- _GIVEN EXERCISE_: Count the lines of the material below that contain the string “round”. Reply with the number only.
□ □ □ □ □
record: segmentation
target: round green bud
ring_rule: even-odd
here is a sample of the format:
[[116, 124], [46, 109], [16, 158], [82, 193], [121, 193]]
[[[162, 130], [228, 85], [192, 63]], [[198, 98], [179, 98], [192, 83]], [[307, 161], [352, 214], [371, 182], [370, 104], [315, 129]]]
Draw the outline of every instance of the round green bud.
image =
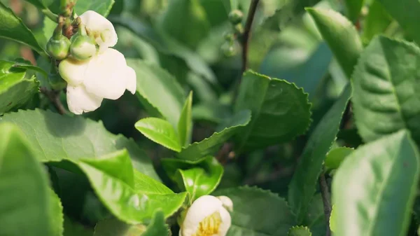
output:
[[76, 34], [71, 38], [70, 54], [79, 61], [92, 57], [97, 53], [94, 40], [88, 36]]
[[221, 48], [222, 52], [227, 57], [230, 57], [236, 55], [237, 50], [234, 48], [234, 44], [233, 42], [225, 42], [222, 45]]
[[239, 10], [233, 10], [229, 13], [228, 18], [232, 25], [237, 25], [242, 22], [244, 13]]
[[55, 60], [64, 60], [69, 55], [70, 40], [64, 35], [52, 37], [47, 43], [47, 52]]
[[234, 34], [231, 32], [226, 32], [223, 36], [227, 41], [232, 41], [234, 40]]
□ □ □ □ □
- _WRITTEN ANSWER_: 2